ASSIGNED TASK:
Although the entries contain pictures, repeat only their words, exactly as written.

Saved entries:
Segment Open

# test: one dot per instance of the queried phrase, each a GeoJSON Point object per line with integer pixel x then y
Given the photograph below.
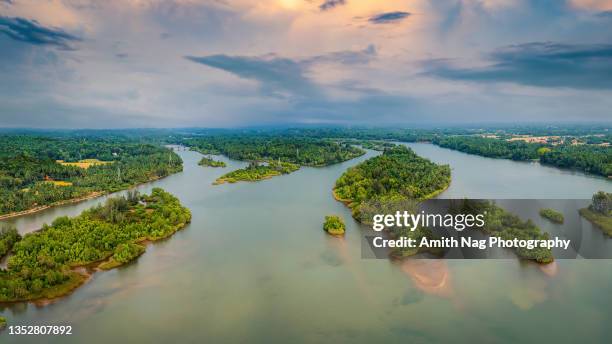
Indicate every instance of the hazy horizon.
{"type": "Point", "coordinates": [78, 64]}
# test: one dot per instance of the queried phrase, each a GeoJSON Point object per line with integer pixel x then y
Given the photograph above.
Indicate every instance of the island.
{"type": "Point", "coordinates": [8, 237]}
{"type": "Point", "coordinates": [393, 181]}
{"type": "Point", "coordinates": [211, 162]}
{"type": "Point", "coordinates": [57, 259]}
{"type": "Point", "coordinates": [501, 223]}
{"type": "Point", "coordinates": [256, 171]}
{"type": "Point", "coordinates": [38, 172]}
{"type": "Point", "coordinates": [599, 212]}
{"type": "Point", "coordinates": [271, 155]}
{"type": "Point", "coordinates": [552, 215]}
{"type": "Point", "coordinates": [397, 174]}
{"type": "Point", "coordinates": [334, 225]}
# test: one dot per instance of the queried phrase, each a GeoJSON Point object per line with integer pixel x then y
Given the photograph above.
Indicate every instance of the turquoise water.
{"type": "Point", "coordinates": [255, 265]}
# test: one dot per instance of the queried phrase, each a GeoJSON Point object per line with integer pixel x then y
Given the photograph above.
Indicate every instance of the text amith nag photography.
{"type": "Point", "coordinates": [305, 171]}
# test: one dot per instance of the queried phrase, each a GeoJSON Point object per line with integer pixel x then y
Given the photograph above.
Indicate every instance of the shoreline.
{"type": "Point", "coordinates": [82, 273]}
{"type": "Point", "coordinates": [94, 194]}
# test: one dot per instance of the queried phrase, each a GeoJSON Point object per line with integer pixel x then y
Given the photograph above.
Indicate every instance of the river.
{"type": "Point", "coordinates": [255, 266]}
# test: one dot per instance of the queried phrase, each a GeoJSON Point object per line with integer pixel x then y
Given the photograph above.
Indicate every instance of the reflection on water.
{"type": "Point", "coordinates": [256, 266]}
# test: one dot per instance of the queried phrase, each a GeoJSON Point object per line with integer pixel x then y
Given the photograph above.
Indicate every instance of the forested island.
{"type": "Point", "coordinates": [257, 171]}
{"type": "Point", "coordinates": [45, 264]}
{"type": "Point", "coordinates": [390, 182]}
{"type": "Point", "coordinates": [588, 158]}
{"type": "Point", "coordinates": [211, 162]}
{"type": "Point", "coordinates": [600, 211]}
{"type": "Point", "coordinates": [334, 225]}
{"type": "Point", "coordinates": [270, 156]}
{"type": "Point", "coordinates": [41, 171]}
{"type": "Point", "coordinates": [298, 150]}
{"type": "Point", "coordinates": [395, 175]}
{"type": "Point", "coordinates": [501, 223]}
{"type": "Point", "coordinates": [552, 215]}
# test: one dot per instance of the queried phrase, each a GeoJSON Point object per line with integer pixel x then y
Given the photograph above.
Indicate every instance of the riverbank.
{"type": "Point", "coordinates": [92, 195]}
{"type": "Point", "coordinates": [600, 221]}
{"type": "Point", "coordinates": [71, 249]}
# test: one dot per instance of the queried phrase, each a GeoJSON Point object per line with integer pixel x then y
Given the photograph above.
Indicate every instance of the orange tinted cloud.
{"type": "Point", "coordinates": [600, 5]}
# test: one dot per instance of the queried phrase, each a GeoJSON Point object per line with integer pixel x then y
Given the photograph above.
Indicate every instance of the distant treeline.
{"type": "Point", "coordinates": [42, 264]}
{"type": "Point", "coordinates": [30, 175]}
{"type": "Point", "coordinates": [586, 158]}
{"type": "Point", "coordinates": [303, 151]}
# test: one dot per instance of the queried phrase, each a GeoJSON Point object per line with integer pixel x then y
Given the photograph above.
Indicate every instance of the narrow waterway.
{"type": "Point", "coordinates": [255, 265]}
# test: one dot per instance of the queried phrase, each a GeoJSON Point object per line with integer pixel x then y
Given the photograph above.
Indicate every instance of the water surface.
{"type": "Point", "coordinates": [255, 265]}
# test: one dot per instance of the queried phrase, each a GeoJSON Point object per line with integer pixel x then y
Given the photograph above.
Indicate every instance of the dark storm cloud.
{"type": "Point", "coordinates": [31, 32]}
{"type": "Point", "coordinates": [389, 17]}
{"type": "Point", "coordinates": [329, 4]}
{"type": "Point", "coordinates": [279, 75]}
{"type": "Point", "coordinates": [276, 74]}
{"type": "Point", "coordinates": [540, 64]}
{"type": "Point", "coordinates": [605, 14]}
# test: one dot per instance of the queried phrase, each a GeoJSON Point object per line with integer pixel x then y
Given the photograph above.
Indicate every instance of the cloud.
{"type": "Point", "coordinates": [329, 4]}
{"type": "Point", "coordinates": [276, 74]}
{"type": "Point", "coordinates": [347, 57]}
{"type": "Point", "coordinates": [539, 64]}
{"type": "Point", "coordinates": [32, 32]}
{"type": "Point", "coordinates": [601, 5]}
{"type": "Point", "coordinates": [388, 17]}
{"type": "Point", "coordinates": [280, 76]}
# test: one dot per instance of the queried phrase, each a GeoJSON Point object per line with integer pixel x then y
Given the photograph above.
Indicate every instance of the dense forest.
{"type": "Point", "coordinates": [599, 212]}
{"type": "Point", "coordinates": [396, 174]}
{"type": "Point", "coordinates": [393, 181]}
{"type": "Point", "coordinates": [586, 158]}
{"type": "Point", "coordinates": [42, 264]}
{"type": "Point", "coordinates": [552, 215]}
{"type": "Point", "coordinates": [334, 225]}
{"type": "Point", "coordinates": [297, 150]}
{"type": "Point", "coordinates": [258, 171]}
{"type": "Point", "coordinates": [38, 171]}
{"type": "Point", "coordinates": [501, 223]}
{"type": "Point", "coordinates": [211, 162]}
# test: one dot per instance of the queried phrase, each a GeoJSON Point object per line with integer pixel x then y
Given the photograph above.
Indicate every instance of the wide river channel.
{"type": "Point", "coordinates": [255, 266]}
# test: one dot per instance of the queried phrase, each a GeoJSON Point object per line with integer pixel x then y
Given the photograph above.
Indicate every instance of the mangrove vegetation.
{"type": "Point", "coordinates": [44, 264]}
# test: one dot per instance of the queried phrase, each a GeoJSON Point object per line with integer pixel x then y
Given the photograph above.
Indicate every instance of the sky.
{"type": "Point", "coordinates": [229, 63]}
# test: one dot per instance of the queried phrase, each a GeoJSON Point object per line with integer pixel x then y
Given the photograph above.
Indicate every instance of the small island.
{"type": "Point", "coordinates": [334, 225]}
{"type": "Point", "coordinates": [211, 162]}
{"type": "Point", "coordinates": [57, 259]}
{"type": "Point", "coordinates": [552, 215]}
{"type": "Point", "coordinates": [599, 212]}
{"type": "Point", "coordinates": [501, 223]}
{"type": "Point", "coordinates": [258, 171]}
{"type": "Point", "coordinates": [8, 238]}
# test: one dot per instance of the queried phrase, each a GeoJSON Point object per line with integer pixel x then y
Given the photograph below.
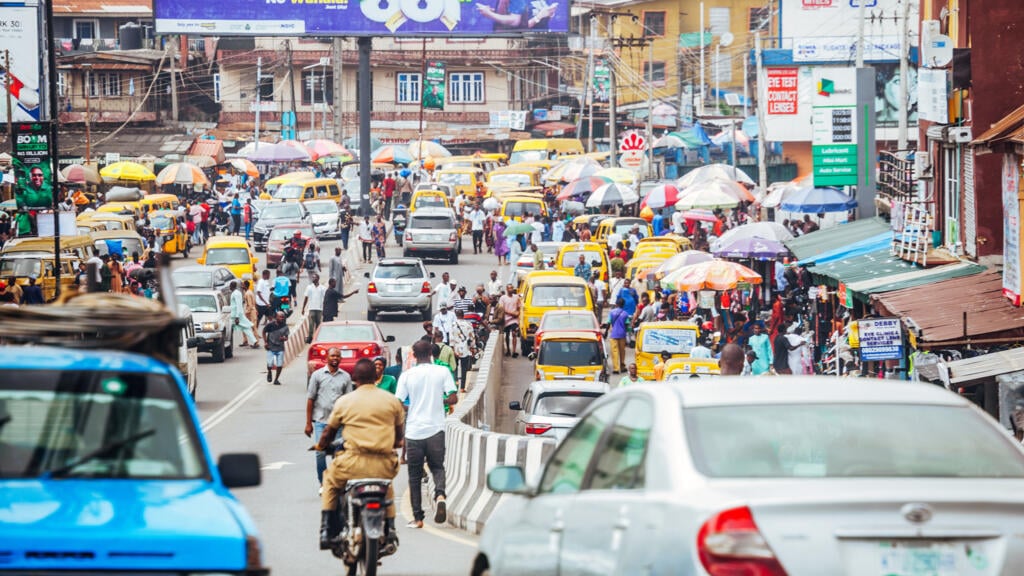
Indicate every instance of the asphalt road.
{"type": "Point", "coordinates": [241, 412]}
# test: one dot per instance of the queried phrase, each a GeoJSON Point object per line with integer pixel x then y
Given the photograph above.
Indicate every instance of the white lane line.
{"type": "Point", "coordinates": [407, 511]}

Segment Closed

SOLUTION FOR THIS PROBLEM:
# test: one dot per instance of the queried phrase, each a GeoJSON Point object per line with integer pixel x then y
Given the photograph below.
Indicate every instance of the hazy horizon.
{"type": "Point", "coordinates": [78, 64]}
# test: one dot per instance of the queried phrase, each a GeoJSON Point object per line with integer pixel x then y
Given the photograph above.
Indicate every instance of the island.
{"type": "Point", "coordinates": [8, 237]}
{"type": "Point", "coordinates": [393, 181]}
{"type": "Point", "coordinates": [211, 162]}
{"type": "Point", "coordinates": [57, 259]}
{"type": "Point", "coordinates": [501, 223]}
{"type": "Point", "coordinates": [256, 171]}
{"type": "Point", "coordinates": [38, 172]}
{"type": "Point", "coordinates": [599, 212]}
{"type": "Point", "coordinates": [271, 155]}
{"type": "Point", "coordinates": [552, 215]}
{"type": "Point", "coordinates": [397, 174]}
{"type": "Point", "coordinates": [334, 225]}
# test: one dot per instance of the queried phrase, each a GeoJSON Point object per line with integer pixel x then y
Given the photograph above.
Indicate every instance of the turquoise water.
{"type": "Point", "coordinates": [255, 265]}
# test: one dot per instance of the queried phrase, each a GeoJSON Point object per line with integer pixel x then y
Given the photograph above.
Indicate every instance of the text amith nag photography.
{"type": "Point", "coordinates": [305, 171]}
# test: one dot per instance of the queried phrase, each a GeoJSON Point object per line with integer pixel x then y
Given the photograph above.
Indicate every instance of the shoreline.
{"type": "Point", "coordinates": [82, 273]}
{"type": "Point", "coordinates": [94, 194]}
# test: one dot per instance of the queried phrase, each a GeoJSON Point object per line with integer pixel x then y
Given the photograph above.
Indicate every instance of the river.
{"type": "Point", "coordinates": [255, 266]}
# test: one dot per instance of the queried phrase, each a GeoJSON Point object per line with integer pixel x then y
Given the photograph above.
Indicate every instance of the reflection on water.
{"type": "Point", "coordinates": [256, 266]}
# test: one dot per instance of the queried phrase, each a GeoJSON Point object per line with integer pixel x then y
Given the photograph above.
Indicate every instance of the forested island.
{"type": "Point", "coordinates": [257, 171]}
{"type": "Point", "coordinates": [45, 264]}
{"type": "Point", "coordinates": [390, 182]}
{"type": "Point", "coordinates": [588, 158]}
{"type": "Point", "coordinates": [211, 162]}
{"type": "Point", "coordinates": [600, 211]}
{"type": "Point", "coordinates": [334, 225]}
{"type": "Point", "coordinates": [270, 156]}
{"type": "Point", "coordinates": [41, 171]}
{"type": "Point", "coordinates": [298, 150]}
{"type": "Point", "coordinates": [395, 175]}
{"type": "Point", "coordinates": [501, 223]}
{"type": "Point", "coordinates": [552, 215]}
# test: one dot per instance of the queried phrase, each a GeoJSON Point object per line with integer pixel x then y
Given the photograph above.
Indicate every instance of the riverbank.
{"type": "Point", "coordinates": [92, 195]}
{"type": "Point", "coordinates": [600, 221]}
{"type": "Point", "coordinates": [71, 249]}
# test: one dot per instance of the queried phrase, each a GeoJSON Point object per line with integer pixel x then y
Given the photograph above.
Indicate every instance of the orange tinted cloud.
{"type": "Point", "coordinates": [600, 5]}
# test: one dot per instance of the queried phrase, each a GeoJSON Point object per line with integer pixel x then y
Given the photograph above.
Indicate every instance of the distant treeline.
{"type": "Point", "coordinates": [42, 264]}
{"type": "Point", "coordinates": [30, 175]}
{"type": "Point", "coordinates": [586, 158]}
{"type": "Point", "coordinates": [303, 151]}
# test: one dot per instance of the queried phrase, each a GeoJSON Point object per line with integer pixel x then y
Given the photograph above.
Indicate every instance of the narrow waterway.
{"type": "Point", "coordinates": [255, 265]}
# test: one dot per instance of the queried phrase, each a GeoJSON Point object per line with integer pixel x then y
Given the photograph above.
Indicate every instance of the water surface.
{"type": "Point", "coordinates": [255, 265]}
# test: one dot per instance of the queried phrase, each a GeoJSON Point object per line with integer pixel x then y
Given the photograph above.
Indicate every instance of the dark storm cloud.
{"type": "Point", "coordinates": [31, 32]}
{"type": "Point", "coordinates": [389, 17]}
{"type": "Point", "coordinates": [329, 4]}
{"type": "Point", "coordinates": [279, 75]}
{"type": "Point", "coordinates": [276, 74]}
{"type": "Point", "coordinates": [540, 64]}
{"type": "Point", "coordinates": [605, 14]}
# test: one dot per instance of the queried phrase, each a GeoJSON Point object per line with integer pixel x then y
Given the photograph above.
Indicate every instance of the cloud.
{"type": "Point", "coordinates": [329, 4]}
{"type": "Point", "coordinates": [276, 74]}
{"type": "Point", "coordinates": [347, 57]}
{"type": "Point", "coordinates": [539, 64]}
{"type": "Point", "coordinates": [32, 32]}
{"type": "Point", "coordinates": [601, 5]}
{"type": "Point", "coordinates": [388, 17]}
{"type": "Point", "coordinates": [280, 76]}
# test: one dot per instance of the queried phrase, each a GeoJSON Point object per line with integer pixel x then y
Given the photograph above.
Indicate every instance of the dense forest.
{"type": "Point", "coordinates": [599, 212]}
{"type": "Point", "coordinates": [396, 174]}
{"type": "Point", "coordinates": [393, 181]}
{"type": "Point", "coordinates": [586, 158]}
{"type": "Point", "coordinates": [42, 264]}
{"type": "Point", "coordinates": [552, 215]}
{"type": "Point", "coordinates": [334, 225]}
{"type": "Point", "coordinates": [297, 150]}
{"type": "Point", "coordinates": [258, 171]}
{"type": "Point", "coordinates": [38, 171]}
{"type": "Point", "coordinates": [501, 223]}
{"type": "Point", "coordinates": [211, 162]}
# test: one dot per instance of the queried phrase, each a GeoJSON Point object per line with integer pixel x then y
Given the photograph above.
Indicate every instance of the wide river channel.
{"type": "Point", "coordinates": [255, 266]}
# test: one dot per instance of the queried phrase, each a GeoJSON Point object per line with integer pixel x then y
Given the photograph above.
Indicate every instance of the mangrove vegetation.
{"type": "Point", "coordinates": [44, 264]}
# test: one dot per instance of the queried phrase, each a GeoJSON Point object per line with integer pixel x then y
Given the photograph above.
Indicate every instance of the sky.
{"type": "Point", "coordinates": [229, 63]}
# test: one dot per instance of the queried phrase, each a GeoJSON Point object per line with integer pixel x then y
Given the photograph above.
Indicate every instance of the small island.
{"type": "Point", "coordinates": [334, 225]}
{"type": "Point", "coordinates": [211, 162]}
{"type": "Point", "coordinates": [57, 259]}
{"type": "Point", "coordinates": [552, 215]}
{"type": "Point", "coordinates": [599, 212]}
{"type": "Point", "coordinates": [501, 223]}
{"type": "Point", "coordinates": [258, 171]}
{"type": "Point", "coordinates": [8, 238]}
# test: one dot per instance of the queried phrase, each a GeoJSON Point object per line with integer pixel x then y
Given the photograph below.
Indicate every instance of the asphalt road.
{"type": "Point", "coordinates": [241, 412]}
# test: one dot per instance of the queried phrase, each a GeoJSON Point object per line with integer pixel x then y
Given the photograph above.
Indicate every instance of the white lane line.
{"type": "Point", "coordinates": [407, 511]}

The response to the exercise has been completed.